STATED PROBLEM 1: According to the Iowa campaign finance opinion below, why would an independent escrow agent not be needed to comply with state law?
STATED PROBLEM 2: Pick up the Iowa campaign finance opinion below after its final sentence and keep writing it.

PAGE EXCERPT:
◆ ◆ ◆
Under this planned giving program, the IDP may receive a contribution that exceeds federal campaign contribution limits.  In order to comply with federal election law contribution limits, the IDP may use an independent escrow agent to distribute the contribution over several years as outlined in the Federal Election Commission’s (hereafter “FEC”) Advisory Opinion 2015-05.  As noted by the FEC, continuing to administer an estate or trust over several years may cause the estate or trust to incur ongoing fees and expenses, such as tax filings, that would adversely impact the IDP’s contribution.  The FEC opinion authorizes the full contribution to be distributed to an independent escrow agent in order to avoid these administrative expenses.  In this scenario, the IDP would not have any control over the escrow agent or funds.  The escrow agent would distribute the funds annually to the IDP only up to the allowed federal contribution limit and maintain the remaining funds until they are exhausted.
The IDP seeks guidance on whether this planned giving program would also comply with Iowa law.   


  1. 1. Does Iowa law allow state parties to receive contributions through a planned giving program from the estates or testamentary trusts of contributors?
  2. 2. Would an estate or trust have reporting obligations, particularly if it uses an independent escrow agent to distribute a contribution over several years?   


Chapter 68A of the Code of Iowa pertains to campaign finance.  It broadly defines a “person” to mean “without limitation, any individual, corporation, government or governmental subdivision or agency, business trust, estate, trust, partnership or association, labor union, or any other legal entity.” (Emphasis added.)  Except for the “prohibited contributors” listed in section 68A.503 and government bodies in section 68A.505, chapter 68A does not prohibit any person from contributing to a state party committee.   Thus, we are of the opinion that the state parties may accept planned contributions from estates and testamentary trusts.  An independent escrow agent would not be necessary to comply with state law because Iowa does not have campaign contribution limits.  However, we will address the use of an escrow agent because there may be circumstances where a contribution is held by an escrow agent and distributed over a period of years to a state party’s federal and state accounts. 
We now turn to whether the IDP’s planned giving program would trigger any campaign disclosure reporting requirements by the contributor.  The answer to that question hinges on whether the contributor meets the definition of a “political committee” (hereafter “PAC”). 

A PAC is a committee that raises or spends more than $1,000 in a calendar year to expressly advocate in favor or against candidates or ballot issues.  “Express advocacy” includes “political speech made in the form of a contribution.”   A PAC is required to periodically report its financial activity to the Board until it files a statement of dissolution.
◆ ◆ ◆
EXTRACTED DATA:
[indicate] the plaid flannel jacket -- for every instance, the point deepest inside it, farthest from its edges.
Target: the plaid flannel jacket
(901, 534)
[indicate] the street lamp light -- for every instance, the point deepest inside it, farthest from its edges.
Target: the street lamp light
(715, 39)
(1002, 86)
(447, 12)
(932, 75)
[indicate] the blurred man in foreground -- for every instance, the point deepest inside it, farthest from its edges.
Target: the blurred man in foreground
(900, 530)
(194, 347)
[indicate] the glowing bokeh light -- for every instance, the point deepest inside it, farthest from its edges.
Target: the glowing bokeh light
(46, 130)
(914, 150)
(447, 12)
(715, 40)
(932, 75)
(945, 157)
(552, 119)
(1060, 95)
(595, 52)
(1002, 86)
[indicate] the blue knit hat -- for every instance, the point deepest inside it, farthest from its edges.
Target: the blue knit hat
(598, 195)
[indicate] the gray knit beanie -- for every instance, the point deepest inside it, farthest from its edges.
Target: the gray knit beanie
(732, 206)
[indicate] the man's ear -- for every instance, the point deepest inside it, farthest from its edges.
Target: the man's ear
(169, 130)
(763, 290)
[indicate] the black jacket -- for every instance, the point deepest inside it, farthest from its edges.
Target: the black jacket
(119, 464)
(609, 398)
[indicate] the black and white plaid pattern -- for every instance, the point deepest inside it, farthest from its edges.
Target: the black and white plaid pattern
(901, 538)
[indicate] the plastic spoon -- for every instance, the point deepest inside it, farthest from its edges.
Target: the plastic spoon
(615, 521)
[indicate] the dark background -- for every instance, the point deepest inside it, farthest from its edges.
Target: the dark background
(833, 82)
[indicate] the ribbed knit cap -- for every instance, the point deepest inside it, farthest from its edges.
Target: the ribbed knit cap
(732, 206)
◆ ◆ ◆
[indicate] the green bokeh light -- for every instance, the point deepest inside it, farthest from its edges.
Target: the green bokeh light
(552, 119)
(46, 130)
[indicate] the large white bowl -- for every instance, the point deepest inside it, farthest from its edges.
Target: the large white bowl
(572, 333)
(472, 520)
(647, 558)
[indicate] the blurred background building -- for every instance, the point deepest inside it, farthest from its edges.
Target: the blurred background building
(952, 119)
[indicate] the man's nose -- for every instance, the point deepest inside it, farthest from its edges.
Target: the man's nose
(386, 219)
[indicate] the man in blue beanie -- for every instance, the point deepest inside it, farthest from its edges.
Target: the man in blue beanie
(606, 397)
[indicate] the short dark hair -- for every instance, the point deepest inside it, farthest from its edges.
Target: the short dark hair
◆ ◆ ◆
FINAL RESULT 1: Iowa does not have campaign contribution limits.

FINAL RESULT 2:
We have previously opined that any trust that contributes in excess of the PAC threshold (currently $1,000 in a calendar year) must register as a PAC and comply with all of the requirements found in chapter 68A.  In that opinion, we reasoned a trust met the definition of a “permanent organization” temporarily engaging in PAC activity.  Thus, a trust (including a testamentary trust) contributing more than $1,000 in a calendar year to a state party must register as a PAC and comply with all reporting requirements found in chapter 68A.  Alternatively, the Board’s rules allow a permanent organization making one contribution in a calendar year to file Form DR-OTC in lieu of filing a PAC statement of organization, disclosure reports, and a statement of dissolution.  In the event a contribution from a trust is made over several years, the contributing trust would be required to file periodic PAC disclosure reports or an annual Form DR-OTC until all of the contribution is distributed to the state party.  The Board’s rules establish the date of the contribution is the date the contribution is physically received by the committee.  Thus, each distribution from the trust must be separately disclosed by the trust via PAC reports or Form DR-OTC.  If an independent escrow agent is used, the contributor is still the trust and not the agent because we view the agent as merely a conduit for the contribution from the trust.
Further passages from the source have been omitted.